Select every line of the material below that contains the string "each", and treat uppercase and lowercase as different.

[Start Exercise inputs]

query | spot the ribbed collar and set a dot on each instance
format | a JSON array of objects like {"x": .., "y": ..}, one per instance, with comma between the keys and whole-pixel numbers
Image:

[End Exercise inputs]
[Start Exercise inputs]

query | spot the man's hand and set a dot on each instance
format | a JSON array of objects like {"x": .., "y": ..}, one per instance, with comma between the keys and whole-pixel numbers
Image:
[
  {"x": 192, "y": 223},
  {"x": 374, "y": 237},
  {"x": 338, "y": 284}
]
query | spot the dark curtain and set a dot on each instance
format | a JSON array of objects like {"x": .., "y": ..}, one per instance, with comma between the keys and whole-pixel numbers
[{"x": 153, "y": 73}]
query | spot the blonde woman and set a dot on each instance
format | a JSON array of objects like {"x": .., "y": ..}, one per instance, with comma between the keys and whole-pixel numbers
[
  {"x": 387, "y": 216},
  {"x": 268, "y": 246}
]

[End Exercise inputs]

[Solution]
query | spot the ribbed collar and set a dot on each instance
query | spot the man's hand and set a dot on each instance
query | spot the dark curtain and set a dot on each instance
query | spot the blonde woman and set a dot on each instance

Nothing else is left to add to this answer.